- [Problem to work on] Repeat verbatim the lines of the data below, beginning with the line containing "Plain rules. Mark every instance of the pink" and continuing to the end.

- [Supplied information]
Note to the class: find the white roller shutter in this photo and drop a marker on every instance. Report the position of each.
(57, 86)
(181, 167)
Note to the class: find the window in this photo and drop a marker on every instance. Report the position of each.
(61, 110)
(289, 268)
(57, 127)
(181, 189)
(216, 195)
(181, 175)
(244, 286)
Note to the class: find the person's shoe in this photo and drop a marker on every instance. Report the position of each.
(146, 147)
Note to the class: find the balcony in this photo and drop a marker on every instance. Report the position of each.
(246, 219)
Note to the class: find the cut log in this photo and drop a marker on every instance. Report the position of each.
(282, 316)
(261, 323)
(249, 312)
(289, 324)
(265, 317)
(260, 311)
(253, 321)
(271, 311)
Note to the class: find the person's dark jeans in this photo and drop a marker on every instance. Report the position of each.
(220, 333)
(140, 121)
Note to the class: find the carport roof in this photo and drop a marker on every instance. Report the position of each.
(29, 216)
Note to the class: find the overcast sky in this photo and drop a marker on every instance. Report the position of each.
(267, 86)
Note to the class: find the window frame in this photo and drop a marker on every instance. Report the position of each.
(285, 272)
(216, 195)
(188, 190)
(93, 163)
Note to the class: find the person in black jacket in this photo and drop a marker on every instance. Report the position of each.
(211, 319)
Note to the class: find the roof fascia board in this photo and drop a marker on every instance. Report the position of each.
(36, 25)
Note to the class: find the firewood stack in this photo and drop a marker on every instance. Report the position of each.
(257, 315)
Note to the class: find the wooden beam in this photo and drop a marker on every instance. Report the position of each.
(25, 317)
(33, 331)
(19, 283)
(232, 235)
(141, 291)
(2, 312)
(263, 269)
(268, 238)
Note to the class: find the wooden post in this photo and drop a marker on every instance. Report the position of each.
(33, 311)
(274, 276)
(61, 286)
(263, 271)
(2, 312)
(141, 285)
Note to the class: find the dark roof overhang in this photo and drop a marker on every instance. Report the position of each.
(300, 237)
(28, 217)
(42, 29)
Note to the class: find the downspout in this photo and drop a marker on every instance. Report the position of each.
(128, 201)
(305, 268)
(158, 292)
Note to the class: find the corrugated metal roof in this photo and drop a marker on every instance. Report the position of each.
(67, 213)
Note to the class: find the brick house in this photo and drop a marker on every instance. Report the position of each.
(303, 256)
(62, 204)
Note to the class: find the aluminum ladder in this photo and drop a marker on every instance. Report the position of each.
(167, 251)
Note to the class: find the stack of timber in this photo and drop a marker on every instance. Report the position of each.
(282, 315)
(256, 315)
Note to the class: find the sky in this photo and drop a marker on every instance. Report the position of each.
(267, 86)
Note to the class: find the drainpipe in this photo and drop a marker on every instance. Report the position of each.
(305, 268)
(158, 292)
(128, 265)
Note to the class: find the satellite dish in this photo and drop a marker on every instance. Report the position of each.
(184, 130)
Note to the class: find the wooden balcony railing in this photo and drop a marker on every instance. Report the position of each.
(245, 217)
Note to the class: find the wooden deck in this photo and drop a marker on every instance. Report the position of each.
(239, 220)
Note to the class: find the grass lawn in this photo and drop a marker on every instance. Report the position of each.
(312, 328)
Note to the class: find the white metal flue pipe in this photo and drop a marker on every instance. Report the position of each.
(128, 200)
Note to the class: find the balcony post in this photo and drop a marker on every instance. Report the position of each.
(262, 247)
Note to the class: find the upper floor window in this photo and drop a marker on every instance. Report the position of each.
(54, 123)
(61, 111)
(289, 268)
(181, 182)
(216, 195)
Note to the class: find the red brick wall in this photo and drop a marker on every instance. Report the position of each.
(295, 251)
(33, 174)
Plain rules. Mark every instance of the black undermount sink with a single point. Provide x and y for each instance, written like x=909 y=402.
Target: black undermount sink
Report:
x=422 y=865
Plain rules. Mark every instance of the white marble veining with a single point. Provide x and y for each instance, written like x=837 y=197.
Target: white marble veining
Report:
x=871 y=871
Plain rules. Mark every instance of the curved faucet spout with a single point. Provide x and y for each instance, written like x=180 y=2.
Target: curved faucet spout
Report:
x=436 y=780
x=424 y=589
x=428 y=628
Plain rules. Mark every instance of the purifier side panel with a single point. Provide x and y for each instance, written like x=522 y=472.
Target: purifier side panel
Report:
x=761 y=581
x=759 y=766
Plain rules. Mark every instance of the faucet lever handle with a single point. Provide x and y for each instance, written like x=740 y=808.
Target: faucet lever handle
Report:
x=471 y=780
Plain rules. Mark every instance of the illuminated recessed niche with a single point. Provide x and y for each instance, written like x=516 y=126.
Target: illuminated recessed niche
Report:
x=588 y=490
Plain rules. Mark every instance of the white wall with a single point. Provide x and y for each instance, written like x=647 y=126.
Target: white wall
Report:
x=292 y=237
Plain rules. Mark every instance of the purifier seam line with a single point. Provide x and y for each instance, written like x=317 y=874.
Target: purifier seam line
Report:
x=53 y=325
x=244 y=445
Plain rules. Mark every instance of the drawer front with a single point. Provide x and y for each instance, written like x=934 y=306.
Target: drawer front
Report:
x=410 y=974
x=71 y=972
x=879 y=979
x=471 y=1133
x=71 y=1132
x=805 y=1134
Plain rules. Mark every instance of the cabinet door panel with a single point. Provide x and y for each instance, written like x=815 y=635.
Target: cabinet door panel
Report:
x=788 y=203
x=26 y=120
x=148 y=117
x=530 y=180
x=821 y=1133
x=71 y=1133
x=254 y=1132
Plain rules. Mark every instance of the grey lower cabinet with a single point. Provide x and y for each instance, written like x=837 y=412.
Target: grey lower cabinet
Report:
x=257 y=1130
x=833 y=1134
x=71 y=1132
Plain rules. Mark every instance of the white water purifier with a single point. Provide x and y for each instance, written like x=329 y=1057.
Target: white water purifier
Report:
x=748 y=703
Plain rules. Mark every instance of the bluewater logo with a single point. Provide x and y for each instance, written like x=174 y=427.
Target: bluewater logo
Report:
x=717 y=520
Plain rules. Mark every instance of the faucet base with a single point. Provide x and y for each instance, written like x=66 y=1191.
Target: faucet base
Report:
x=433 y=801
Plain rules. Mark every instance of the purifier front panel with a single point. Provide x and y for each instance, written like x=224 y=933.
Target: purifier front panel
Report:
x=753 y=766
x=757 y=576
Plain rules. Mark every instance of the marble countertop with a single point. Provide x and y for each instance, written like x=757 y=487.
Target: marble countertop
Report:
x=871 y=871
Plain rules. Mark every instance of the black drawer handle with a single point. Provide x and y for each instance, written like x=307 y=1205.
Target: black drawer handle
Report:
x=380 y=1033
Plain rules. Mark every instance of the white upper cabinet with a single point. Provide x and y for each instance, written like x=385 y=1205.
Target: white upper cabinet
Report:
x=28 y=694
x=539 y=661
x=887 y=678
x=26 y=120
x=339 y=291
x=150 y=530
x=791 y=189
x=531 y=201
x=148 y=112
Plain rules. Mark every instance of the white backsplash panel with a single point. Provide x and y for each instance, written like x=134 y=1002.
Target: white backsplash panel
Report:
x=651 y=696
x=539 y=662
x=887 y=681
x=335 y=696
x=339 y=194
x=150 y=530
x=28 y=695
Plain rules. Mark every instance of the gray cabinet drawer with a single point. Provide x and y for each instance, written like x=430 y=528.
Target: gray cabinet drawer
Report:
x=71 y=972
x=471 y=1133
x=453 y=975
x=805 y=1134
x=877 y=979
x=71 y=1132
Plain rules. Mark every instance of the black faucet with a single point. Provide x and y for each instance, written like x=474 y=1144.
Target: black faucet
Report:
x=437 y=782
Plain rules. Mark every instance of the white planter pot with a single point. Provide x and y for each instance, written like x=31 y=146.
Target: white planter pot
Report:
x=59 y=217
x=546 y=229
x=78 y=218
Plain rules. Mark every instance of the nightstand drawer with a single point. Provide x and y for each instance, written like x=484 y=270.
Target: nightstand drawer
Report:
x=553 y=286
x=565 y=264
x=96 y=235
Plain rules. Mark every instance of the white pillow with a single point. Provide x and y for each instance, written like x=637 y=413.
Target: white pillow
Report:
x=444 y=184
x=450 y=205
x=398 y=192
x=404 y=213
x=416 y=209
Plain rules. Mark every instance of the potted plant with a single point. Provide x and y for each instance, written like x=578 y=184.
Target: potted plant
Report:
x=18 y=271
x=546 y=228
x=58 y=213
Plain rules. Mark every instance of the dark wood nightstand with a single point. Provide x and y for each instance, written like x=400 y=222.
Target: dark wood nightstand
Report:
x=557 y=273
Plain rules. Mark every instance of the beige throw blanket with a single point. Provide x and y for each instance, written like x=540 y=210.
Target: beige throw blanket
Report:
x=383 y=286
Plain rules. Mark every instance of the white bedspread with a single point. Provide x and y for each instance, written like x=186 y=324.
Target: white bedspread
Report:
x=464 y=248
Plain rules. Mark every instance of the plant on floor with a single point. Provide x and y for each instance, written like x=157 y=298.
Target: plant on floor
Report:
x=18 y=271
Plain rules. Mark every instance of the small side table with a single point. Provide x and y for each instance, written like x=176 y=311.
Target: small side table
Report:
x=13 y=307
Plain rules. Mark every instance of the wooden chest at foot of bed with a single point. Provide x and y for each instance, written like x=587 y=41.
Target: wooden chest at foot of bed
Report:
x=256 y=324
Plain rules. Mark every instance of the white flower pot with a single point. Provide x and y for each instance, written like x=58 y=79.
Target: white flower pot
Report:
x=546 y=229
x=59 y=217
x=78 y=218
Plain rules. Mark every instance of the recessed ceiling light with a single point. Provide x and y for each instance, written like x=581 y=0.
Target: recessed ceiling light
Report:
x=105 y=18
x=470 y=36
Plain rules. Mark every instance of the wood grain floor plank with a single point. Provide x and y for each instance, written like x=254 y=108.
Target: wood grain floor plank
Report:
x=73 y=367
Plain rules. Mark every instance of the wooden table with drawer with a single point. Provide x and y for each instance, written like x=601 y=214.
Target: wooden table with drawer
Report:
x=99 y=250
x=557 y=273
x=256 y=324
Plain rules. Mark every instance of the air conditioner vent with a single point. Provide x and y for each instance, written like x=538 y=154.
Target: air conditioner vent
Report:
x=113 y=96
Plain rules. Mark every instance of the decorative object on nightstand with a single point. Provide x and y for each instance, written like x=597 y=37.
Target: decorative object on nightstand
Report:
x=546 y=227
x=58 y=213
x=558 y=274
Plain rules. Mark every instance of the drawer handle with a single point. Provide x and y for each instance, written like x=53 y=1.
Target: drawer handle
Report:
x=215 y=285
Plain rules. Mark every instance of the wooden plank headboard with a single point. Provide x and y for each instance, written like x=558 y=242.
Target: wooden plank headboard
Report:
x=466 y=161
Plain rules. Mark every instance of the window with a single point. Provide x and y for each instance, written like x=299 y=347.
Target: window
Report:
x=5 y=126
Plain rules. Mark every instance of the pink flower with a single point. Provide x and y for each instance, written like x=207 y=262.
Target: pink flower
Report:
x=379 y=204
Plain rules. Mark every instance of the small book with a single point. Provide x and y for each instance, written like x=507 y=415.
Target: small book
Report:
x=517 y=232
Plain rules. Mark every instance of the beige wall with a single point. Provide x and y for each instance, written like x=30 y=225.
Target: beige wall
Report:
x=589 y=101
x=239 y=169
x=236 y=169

- [Complete answer]
Plain rules. Mark every instance of the pink flower with a single point. Provide x and y for each instance, written like x=207 y=262.
Target: pink flower
Report:
x=379 y=204
Plain rules. Mark every instance of the small book with a single point. Provide x and y for each instance, written like x=507 y=415.
Target: small book
Report:
x=517 y=232
Plain rules. Mark every instance of the beige wall with a single point. Provide x and y for each instance, written like x=30 y=225.
Target: beige wall
Report:
x=589 y=101
x=239 y=169
x=236 y=169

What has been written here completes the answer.